══ Records for this task

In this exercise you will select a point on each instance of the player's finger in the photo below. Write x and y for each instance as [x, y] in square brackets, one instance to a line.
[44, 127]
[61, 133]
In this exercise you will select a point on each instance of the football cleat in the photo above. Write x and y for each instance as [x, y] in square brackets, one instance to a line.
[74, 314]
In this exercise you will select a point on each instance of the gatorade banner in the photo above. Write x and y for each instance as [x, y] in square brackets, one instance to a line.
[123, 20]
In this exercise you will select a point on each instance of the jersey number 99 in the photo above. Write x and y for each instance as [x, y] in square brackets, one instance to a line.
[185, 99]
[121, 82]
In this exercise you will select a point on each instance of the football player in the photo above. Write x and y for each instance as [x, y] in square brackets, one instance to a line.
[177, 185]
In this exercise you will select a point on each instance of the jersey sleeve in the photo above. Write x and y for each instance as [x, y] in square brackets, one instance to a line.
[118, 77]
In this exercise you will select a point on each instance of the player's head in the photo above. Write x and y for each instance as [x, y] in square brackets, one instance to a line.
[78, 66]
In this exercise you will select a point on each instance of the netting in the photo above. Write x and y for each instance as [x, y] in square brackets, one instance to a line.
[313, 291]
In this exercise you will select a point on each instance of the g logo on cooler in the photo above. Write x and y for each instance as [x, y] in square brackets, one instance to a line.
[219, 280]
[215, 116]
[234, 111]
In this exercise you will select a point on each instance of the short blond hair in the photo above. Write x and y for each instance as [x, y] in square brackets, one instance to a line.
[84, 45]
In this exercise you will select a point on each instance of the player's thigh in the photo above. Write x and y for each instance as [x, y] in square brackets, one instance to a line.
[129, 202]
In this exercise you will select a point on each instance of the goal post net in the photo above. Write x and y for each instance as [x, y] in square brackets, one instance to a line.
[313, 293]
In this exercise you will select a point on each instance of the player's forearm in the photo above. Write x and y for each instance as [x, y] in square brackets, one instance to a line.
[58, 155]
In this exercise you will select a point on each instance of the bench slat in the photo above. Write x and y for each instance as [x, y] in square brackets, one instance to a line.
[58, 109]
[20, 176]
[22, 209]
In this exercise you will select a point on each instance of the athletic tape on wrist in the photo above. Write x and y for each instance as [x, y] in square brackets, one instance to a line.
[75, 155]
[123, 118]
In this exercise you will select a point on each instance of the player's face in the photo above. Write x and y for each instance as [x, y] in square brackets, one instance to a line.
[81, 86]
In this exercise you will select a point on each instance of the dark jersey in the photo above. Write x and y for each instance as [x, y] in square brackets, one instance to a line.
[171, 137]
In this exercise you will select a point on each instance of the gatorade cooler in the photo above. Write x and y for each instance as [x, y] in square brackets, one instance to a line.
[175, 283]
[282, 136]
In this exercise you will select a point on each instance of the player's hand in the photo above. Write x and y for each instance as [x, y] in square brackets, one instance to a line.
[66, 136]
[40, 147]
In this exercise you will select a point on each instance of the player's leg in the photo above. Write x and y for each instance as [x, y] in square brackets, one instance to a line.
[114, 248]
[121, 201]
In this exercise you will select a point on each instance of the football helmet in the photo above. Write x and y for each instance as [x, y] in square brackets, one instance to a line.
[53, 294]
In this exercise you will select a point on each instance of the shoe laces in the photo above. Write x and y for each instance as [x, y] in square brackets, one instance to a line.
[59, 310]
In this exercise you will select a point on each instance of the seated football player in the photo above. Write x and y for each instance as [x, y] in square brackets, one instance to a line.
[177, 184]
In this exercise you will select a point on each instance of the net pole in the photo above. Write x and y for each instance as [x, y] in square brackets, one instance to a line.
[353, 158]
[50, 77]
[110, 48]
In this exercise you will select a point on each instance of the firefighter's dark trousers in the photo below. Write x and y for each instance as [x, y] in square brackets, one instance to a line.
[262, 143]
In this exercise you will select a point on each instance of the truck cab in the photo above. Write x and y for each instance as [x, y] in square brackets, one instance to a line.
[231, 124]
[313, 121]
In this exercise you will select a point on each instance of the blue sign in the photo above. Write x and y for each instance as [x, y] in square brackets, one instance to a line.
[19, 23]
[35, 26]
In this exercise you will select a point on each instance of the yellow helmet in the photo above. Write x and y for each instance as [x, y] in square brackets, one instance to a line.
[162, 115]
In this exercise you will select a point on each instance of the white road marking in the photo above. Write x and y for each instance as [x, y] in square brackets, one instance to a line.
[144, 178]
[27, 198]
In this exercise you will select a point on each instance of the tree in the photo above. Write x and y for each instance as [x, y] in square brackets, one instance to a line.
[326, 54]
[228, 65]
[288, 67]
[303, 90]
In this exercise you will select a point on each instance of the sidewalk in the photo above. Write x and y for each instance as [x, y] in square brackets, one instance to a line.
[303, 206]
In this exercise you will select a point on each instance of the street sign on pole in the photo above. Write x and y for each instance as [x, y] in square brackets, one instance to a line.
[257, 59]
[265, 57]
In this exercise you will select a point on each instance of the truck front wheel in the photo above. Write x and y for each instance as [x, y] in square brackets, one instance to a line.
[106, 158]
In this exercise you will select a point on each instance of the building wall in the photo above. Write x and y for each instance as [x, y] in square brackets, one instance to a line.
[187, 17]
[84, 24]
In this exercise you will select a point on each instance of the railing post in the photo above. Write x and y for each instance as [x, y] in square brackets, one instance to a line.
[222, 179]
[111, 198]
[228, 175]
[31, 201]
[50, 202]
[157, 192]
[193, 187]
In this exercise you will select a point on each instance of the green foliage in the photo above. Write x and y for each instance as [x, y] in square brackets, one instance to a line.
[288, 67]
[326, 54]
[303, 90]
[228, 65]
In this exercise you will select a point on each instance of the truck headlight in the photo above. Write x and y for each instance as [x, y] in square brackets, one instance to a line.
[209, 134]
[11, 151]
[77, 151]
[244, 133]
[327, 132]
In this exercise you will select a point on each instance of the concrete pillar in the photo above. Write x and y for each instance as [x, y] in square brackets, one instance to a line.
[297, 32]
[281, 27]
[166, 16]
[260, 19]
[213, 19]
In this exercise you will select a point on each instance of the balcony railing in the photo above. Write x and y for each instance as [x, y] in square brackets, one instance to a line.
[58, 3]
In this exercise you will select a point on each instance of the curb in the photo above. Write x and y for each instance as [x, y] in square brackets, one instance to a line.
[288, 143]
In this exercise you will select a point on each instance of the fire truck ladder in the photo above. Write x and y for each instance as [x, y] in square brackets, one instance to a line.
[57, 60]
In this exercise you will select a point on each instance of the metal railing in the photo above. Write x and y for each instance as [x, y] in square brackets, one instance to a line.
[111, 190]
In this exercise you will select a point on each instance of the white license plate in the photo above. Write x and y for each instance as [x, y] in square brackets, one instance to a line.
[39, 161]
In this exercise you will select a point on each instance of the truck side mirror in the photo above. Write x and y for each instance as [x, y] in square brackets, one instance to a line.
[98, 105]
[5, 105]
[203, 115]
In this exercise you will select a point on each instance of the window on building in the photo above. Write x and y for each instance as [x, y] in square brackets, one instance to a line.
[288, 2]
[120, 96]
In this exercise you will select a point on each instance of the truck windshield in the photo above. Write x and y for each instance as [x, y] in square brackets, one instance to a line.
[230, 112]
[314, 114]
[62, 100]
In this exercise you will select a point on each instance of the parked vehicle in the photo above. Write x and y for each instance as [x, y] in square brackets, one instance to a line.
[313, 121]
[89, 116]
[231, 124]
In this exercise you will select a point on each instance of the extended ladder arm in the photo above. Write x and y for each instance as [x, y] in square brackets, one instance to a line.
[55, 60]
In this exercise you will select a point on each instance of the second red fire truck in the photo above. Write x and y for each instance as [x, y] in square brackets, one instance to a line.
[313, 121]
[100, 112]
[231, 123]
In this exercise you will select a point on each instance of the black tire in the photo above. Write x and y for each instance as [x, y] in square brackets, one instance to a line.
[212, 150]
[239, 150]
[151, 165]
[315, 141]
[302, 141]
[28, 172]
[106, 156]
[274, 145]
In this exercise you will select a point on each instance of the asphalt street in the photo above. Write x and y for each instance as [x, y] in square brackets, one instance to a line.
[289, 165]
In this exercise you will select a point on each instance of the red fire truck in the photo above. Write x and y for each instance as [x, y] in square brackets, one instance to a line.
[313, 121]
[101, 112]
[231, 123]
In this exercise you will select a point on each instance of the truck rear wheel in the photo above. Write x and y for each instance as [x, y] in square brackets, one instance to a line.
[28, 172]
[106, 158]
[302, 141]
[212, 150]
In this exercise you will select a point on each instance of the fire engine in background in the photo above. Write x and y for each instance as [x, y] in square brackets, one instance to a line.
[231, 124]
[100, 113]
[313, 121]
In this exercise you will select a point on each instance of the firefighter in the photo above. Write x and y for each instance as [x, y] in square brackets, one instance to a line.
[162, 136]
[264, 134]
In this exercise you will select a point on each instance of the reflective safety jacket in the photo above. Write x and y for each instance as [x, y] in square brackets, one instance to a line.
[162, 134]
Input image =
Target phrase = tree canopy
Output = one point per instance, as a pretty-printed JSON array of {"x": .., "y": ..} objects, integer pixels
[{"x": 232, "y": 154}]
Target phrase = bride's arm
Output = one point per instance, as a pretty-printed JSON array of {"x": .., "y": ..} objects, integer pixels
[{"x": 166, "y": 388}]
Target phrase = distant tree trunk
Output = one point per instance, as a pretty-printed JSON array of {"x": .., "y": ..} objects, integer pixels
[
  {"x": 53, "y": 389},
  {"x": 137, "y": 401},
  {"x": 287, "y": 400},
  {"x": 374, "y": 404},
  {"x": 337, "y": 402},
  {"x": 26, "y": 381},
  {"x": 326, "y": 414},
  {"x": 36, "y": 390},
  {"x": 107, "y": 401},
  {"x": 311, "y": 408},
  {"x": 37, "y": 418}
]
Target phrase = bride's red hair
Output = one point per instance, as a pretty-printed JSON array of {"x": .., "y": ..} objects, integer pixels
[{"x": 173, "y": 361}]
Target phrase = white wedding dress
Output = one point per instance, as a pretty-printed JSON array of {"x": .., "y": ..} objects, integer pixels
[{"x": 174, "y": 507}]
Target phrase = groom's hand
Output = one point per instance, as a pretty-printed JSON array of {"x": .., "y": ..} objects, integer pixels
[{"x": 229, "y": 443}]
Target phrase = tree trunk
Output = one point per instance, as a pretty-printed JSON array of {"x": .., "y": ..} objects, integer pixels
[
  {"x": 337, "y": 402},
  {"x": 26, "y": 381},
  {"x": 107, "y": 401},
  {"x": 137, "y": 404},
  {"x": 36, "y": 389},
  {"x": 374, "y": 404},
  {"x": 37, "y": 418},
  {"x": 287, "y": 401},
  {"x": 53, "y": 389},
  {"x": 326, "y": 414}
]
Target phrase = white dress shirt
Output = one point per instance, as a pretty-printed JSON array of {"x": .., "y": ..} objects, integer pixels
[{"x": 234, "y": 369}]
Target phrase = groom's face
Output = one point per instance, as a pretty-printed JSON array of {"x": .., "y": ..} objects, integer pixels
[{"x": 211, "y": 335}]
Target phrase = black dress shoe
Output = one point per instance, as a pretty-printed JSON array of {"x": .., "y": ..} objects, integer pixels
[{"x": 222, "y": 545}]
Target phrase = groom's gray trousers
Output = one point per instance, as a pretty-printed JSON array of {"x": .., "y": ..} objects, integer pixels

════

▸ **Description of the task**: As you read the records above, find each line that contains "groom" and copy it.

▸ **Written answer**:
Target phrase = groom's hand
Target phrase = groom's face
Target phrase = groom's gray trousers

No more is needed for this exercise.